Teks Bacaan =>

_ _ _ _ _ _ _

Sabtu, 21 November 2015

Tercorengnya (Kembali) Panggung Politik Tanah Air



Oleh: Hasian Sidabutar, S.Pd
Terbit: Malut Post, 21 November 2015 

Lagi-lagi, perpolitikan tanah air kembali tercoreng. Tindakan Ketua DPR RI dan politisi partai Golkar Setya Novanto, jika benar mencatut nama Presiden Jokowi untuk melobi PT Freeport Indonesia seperti dituduhkan Menteri Energi Sumber Daya dan Mineral (ESDM) Sudirman Said, bukan hanya mencoreng parlemen, melainkan juga meruntuhkan kepercayaan rakyat terhadap etika politik.

Apa yang dipertontonkan para politikus di panggung politik Indonesia  waktu terakhir ini, seolah membenarkan asumsi sebagian masyarakat yang sinis terhadap politik: bahwa politik adalah medan pertempuran barbar.

_ _ _ _ _ _ _

Data yang Diberikan =>
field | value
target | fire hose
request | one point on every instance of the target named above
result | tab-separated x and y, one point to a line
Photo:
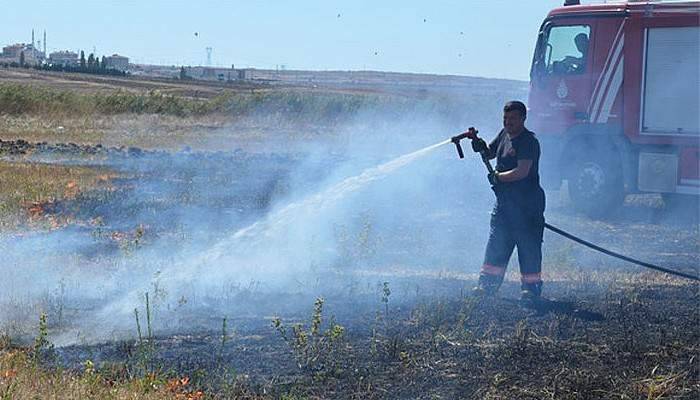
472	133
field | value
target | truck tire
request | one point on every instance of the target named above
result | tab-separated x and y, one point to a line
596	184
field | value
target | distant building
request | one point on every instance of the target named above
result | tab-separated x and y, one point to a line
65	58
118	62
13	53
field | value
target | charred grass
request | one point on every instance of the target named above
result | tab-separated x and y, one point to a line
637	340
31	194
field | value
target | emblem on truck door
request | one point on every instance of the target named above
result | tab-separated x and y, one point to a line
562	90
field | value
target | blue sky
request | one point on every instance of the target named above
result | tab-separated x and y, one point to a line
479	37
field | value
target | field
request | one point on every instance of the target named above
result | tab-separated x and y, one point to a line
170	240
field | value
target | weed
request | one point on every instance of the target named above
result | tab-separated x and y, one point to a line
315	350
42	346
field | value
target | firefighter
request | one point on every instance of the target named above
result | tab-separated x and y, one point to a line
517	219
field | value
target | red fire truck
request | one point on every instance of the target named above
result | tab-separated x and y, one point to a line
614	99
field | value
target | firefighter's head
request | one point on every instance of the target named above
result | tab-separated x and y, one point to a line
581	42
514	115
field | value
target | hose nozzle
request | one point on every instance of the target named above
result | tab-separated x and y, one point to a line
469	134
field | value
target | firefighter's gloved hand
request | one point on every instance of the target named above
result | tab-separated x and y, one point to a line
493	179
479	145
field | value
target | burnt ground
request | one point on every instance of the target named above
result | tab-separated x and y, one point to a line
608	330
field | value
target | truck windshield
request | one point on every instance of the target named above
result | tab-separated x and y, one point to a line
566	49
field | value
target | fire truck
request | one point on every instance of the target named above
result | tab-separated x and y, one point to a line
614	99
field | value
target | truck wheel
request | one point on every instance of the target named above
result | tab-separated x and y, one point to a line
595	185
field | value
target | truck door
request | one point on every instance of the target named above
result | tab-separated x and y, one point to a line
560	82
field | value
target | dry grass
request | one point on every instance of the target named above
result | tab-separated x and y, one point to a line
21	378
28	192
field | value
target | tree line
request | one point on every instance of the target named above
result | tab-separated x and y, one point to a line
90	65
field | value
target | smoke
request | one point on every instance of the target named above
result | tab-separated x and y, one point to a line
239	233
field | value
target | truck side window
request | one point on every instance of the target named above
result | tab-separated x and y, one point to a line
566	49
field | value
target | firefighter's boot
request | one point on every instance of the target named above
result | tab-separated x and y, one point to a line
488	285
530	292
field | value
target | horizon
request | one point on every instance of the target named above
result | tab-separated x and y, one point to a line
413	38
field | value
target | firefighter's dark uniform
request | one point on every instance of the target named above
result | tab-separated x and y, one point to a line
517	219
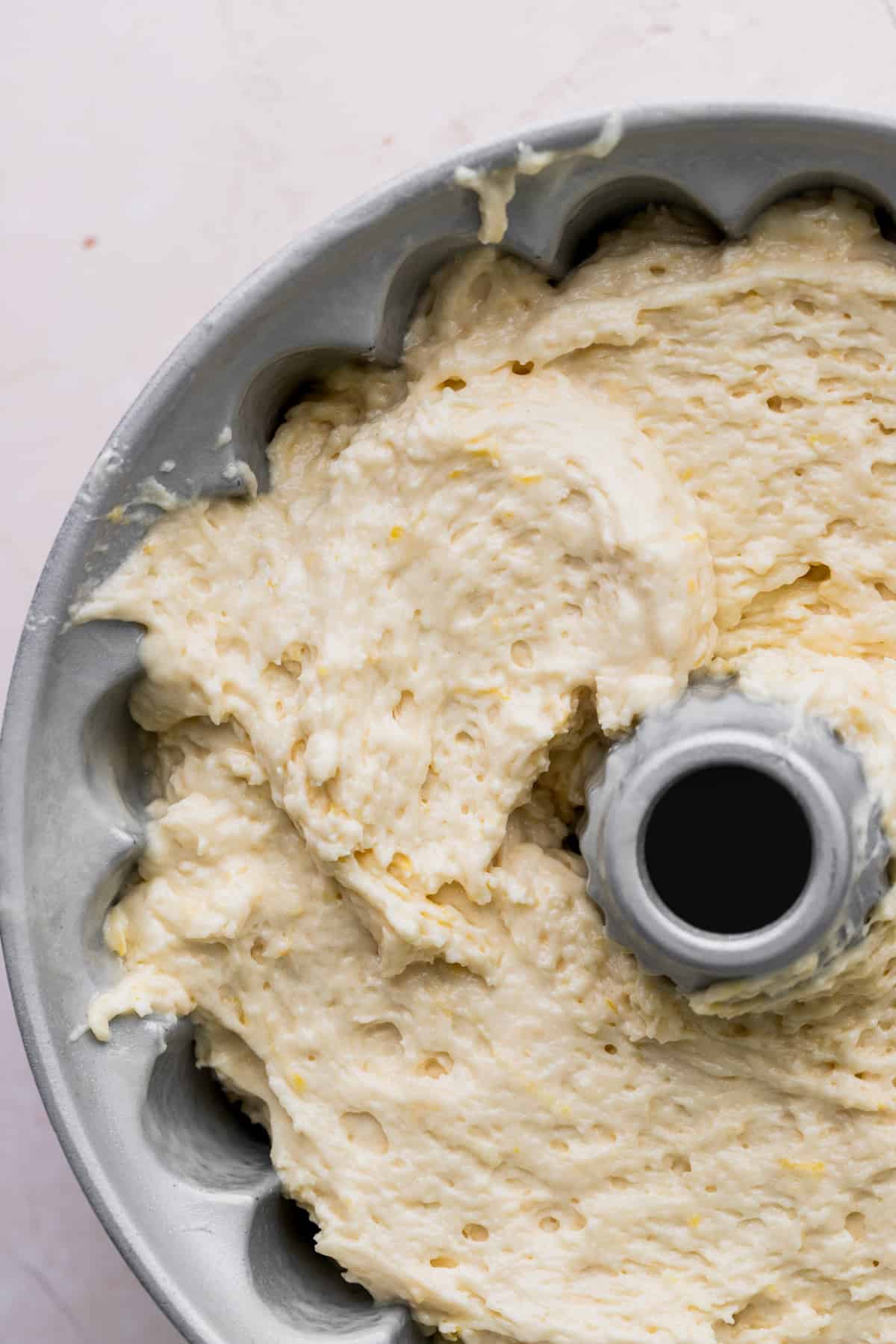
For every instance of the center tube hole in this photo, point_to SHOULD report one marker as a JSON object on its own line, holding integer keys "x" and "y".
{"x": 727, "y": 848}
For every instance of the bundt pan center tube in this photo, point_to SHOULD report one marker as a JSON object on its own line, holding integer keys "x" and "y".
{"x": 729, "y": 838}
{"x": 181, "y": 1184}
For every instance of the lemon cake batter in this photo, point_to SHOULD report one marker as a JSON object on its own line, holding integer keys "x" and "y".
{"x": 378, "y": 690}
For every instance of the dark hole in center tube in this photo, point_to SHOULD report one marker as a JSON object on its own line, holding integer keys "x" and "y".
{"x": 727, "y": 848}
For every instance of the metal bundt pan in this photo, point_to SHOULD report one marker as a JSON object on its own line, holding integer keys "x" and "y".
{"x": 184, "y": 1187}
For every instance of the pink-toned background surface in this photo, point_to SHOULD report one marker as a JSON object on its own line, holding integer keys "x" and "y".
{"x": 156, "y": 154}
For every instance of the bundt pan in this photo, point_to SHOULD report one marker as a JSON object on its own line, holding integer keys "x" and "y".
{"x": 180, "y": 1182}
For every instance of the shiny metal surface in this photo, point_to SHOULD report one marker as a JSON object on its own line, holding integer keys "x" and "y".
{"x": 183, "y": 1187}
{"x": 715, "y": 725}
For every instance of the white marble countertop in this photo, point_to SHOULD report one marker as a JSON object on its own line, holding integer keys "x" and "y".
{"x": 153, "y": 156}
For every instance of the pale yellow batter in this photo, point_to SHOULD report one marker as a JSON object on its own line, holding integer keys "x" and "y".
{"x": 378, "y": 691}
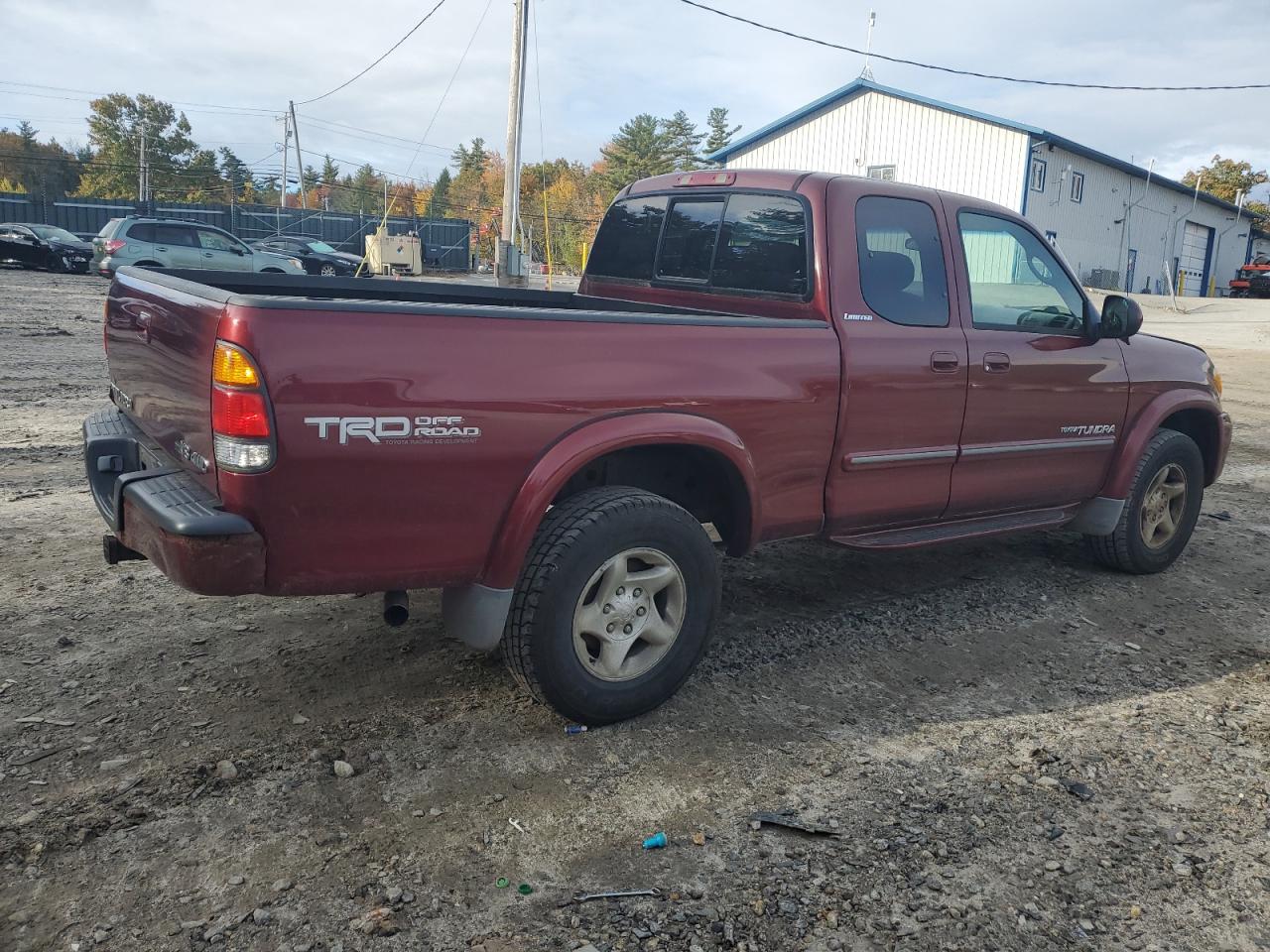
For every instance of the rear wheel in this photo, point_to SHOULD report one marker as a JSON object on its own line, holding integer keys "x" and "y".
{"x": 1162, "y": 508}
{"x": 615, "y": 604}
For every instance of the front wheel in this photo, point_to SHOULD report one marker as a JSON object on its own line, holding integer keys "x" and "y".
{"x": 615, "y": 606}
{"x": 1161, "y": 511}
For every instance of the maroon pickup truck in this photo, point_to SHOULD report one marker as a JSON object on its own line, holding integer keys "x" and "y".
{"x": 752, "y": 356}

_ _ _ _ _ _ _

Daftar Tugas =>
**a.** Tuliskan ulang bagian artikel tentang tercorengnya panggung politik tanah air yang dibuka dengan kata-kata berisi "Tercorengnya (Kembali) Panggung" dan ditutup dengan "terhadap etika politik.".
**b.** Teruskan artikel tentang tercorengnya panggung politik tanah air mulai dari titik terakhirnya.
Data tersebut tidak diperlukan.

Jawaban =>
**a.**
Tercorengnya (Kembali) Panggung Politik Tanah Air



Oleh: Hasian Sidabutar, S.Pd
Terbit: Malut Post, 21 November 2015 

Lagi-lagi, perpolitikan tanah air kembali tercoreng. Tindakan Ketua DPR RI dan politisi partai Golkar Setya Novanto, jika benar mencatut nama Presiden Jokowi untuk melobi PT Freeport Indonesia seperti dituduhkan Menteri Energi Sumber Daya dan Mineral (ESDM) Sudirman Said, bukan hanya mencoreng parlemen, melainkan juga meruntuhkan kepercayaan rakyat terhadap etika politik.

**b.**
Jika benar laporan Menteri ESDM ke Mahkamah Kehormatan Dewan (MKD), bahwa Setya Novanto mencatut nama presiden dan wakil presiden untuk meminta saham dari Freeport untuk memuluskan renegosiasi perpanjangan kontrak, kepercayaan rakyat terhadap lembaga DPR benar-benar bakal tergerus hingga ke titik paling rendah.

Dalam laporannya ke MKD, Senin (16/11) lalu, Sudirman Said menyebut Setya Novanto, bersama pengusaha minyak Reza Chalid, menemui bos Freeport sebanyak tiga kali. Pada pertemuan ketiga, 6 Juni 2015, Setya Novanto meminta saham 11 persen untuk Presiden Jokowi dan 9 persen untuk Wapres Jusuf Kalla, demi memuluskan renegosiasi perpanjangan kontrak PT Freeport Indonesia.

Untuk “jasa”-nya tersebut, Setya Novanto meminta Freeport memberinya saham proyek listrik yang akan dibangun di Timika. Ia juga meminta Freeport menjadi investor sekaligus off taker (pembeli) tenaga listrik yang dihasilkan dari proyek tersebut.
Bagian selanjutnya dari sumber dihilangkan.